▸ Prompt: Please transcribe every entry below exactly as written.

▸ Information given:
============

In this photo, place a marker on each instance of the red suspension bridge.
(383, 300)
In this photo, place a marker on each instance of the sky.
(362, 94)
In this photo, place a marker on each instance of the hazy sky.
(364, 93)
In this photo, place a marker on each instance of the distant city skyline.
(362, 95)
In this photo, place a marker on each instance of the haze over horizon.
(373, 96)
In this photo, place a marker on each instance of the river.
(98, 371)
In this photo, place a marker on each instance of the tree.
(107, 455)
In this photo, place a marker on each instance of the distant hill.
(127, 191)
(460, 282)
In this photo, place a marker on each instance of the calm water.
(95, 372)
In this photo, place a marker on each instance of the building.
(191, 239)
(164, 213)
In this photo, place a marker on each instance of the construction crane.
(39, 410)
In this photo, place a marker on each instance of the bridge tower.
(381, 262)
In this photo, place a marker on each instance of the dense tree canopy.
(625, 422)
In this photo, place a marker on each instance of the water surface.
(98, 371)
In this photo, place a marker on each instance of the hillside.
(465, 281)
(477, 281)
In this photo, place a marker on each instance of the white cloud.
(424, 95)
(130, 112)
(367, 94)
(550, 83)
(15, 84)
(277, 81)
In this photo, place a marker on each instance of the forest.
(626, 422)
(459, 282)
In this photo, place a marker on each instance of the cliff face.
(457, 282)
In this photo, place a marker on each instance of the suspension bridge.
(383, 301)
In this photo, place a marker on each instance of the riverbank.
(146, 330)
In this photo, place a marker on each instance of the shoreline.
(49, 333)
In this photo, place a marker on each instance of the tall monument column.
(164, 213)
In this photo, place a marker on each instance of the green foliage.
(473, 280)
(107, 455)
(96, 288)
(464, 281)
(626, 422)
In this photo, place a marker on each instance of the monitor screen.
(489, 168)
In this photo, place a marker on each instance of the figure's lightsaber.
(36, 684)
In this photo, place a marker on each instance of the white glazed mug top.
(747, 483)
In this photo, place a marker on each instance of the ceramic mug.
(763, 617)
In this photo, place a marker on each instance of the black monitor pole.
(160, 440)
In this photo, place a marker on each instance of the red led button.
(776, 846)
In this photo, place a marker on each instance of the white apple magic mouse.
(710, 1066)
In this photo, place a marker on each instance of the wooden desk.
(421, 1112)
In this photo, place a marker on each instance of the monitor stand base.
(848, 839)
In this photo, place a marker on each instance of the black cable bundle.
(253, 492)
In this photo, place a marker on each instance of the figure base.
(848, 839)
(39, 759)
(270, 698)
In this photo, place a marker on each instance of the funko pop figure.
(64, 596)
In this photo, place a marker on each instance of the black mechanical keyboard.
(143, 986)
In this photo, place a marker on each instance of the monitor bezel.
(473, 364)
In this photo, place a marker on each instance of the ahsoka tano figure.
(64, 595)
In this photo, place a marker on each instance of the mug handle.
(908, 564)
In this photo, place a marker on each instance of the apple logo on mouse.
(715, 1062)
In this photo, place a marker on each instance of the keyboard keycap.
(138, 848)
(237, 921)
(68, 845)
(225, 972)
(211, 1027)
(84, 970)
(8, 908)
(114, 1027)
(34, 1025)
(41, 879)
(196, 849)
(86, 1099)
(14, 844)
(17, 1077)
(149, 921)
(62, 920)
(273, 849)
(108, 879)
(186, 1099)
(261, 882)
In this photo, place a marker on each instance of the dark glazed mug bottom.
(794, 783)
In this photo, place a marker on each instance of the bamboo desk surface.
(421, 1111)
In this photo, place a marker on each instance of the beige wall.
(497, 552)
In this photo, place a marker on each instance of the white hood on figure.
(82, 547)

============

▸ Written solution:
In this photo, place a marker on each instance of the red suspension bridge.
(383, 300)
In this photo, place a marker on each instance of the sky.
(362, 94)
In this photo, place a marker on each instance of the hazy sky.
(364, 93)
In this photo, place a marker on each instance of the distant city skyline.
(362, 95)
In this photo, place a marker on each instance of the haze over horizon.
(373, 96)
In this photo, place a marker on each instance of the river.
(98, 371)
In this photo, place a marker on each instance of the tree.
(107, 455)
In this photo, place a marker on each instance of the distant hill.
(127, 191)
(460, 282)
In this photo, place a marker on each instance of the calm water.
(95, 372)
In this photo, place a marker on each instance of the building.
(191, 239)
(164, 213)
In this photo, place a marker on each instance of the construction crane.
(39, 410)
In this photo, place a marker on each instance of the bridge tower.
(381, 262)
In this photo, place a marker on each instance of the dense tree canopy.
(625, 422)
In this photo, place a marker on each instance of the water surface.
(98, 371)
In this photo, place a marker on each instance of the hillside.
(465, 281)
(477, 281)
In this photo, place a marker on each instance of the white cloud.
(424, 95)
(130, 112)
(367, 94)
(550, 83)
(15, 84)
(277, 81)
In this photo, place a marker on each instance of the forest.
(626, 422)
(459, 282)
In this photo, place a marker on each instance of the cliff face.
(457, 282)
In this photo, place a marker on each instance of the suspension bridge.
(383, 301)
In this photo, place a marker on each instance of the riverbank.
(146, 330)
In this photo, place a marker on each instance of the shoreline.
(49, 333)
In this photo, place a marker on each instance of the tall monument column.
(164, 213)
In this photo, place a marker on each instance of the green foliage.
(473, 280)
(107, 455)
(96, 288)
(464, 281)
(626, 422)
In this photo, place a marker on each instance of the monitor screen.
(489, 168)
In this photo, place a marker on each instance of the figure's lightsaber.
(36, 684)
In this photo, place a marker on each instance of the white glazed mug top.
(747, 483)
In this photo, place a marker on each instance of the ceramic mug.
(763, 617)
In this photo, place a marker on each instance of the black monitor pole.
(160, 440)
In this photo, place a marker on each instance of the red led button.
(776, 846)
In this photo, place a marker on each instance of the white apple magic mouse.
(710, 1066)
In this photo, place a marker on each instance of the wooden desk.
(421, 1112)
In this photo, place a marker on each instance of the monitor stand base.
(848, 839)
In this photo, place a marker on each instance of the black cable bundle.
(253, 492)
In this photo, place a marker on each instance of the figure base.
(848, 839)
(39, 759)
(270, 698)
In this photo, place a marker on each instance of the funko pop figure.
(64, 596)
In this photo, place a marker on each instance of the black mechanical keyboard.
(143, 986)
In this photo, place a marker on each instance of the monitor bezel.
(473, 364)
In this photo, place a marker on each instance of the ahsoka tano figure.
(64, 595)
In this photo, place a marker on each instance of the mug handle.
(908, 564)
In this photo, place a marker on each instance of the apple logo on mouse.
(715, 1062)
In this photo, place a marker on each instance of the keyboard keycap.
(138, 848)
(237, 921)
(68, 845)
(225, 972)
(211, 1027)
(84, 970)
(8, 908)
(114, 1027)
(34, 1025)
(41, 879)
(196, 849)
(86, 1099)
(14, 844)
(17, 1077)
(149, 921)
(62, 920)
(273, 849)
(108, 879)
(186, 1099)
(261, 882)
In this photo, place a marker on each instance of the dark glazed mug bottom.
(794, 783)
In this photo, place a marker on each instance of the bamboo desk surface.
(421, 1111)
In this photo, place a marker on each instance of the beige wall.
(497, 552)
In this photo, place a marker on each instance of the white hood on figure.
(82, 547)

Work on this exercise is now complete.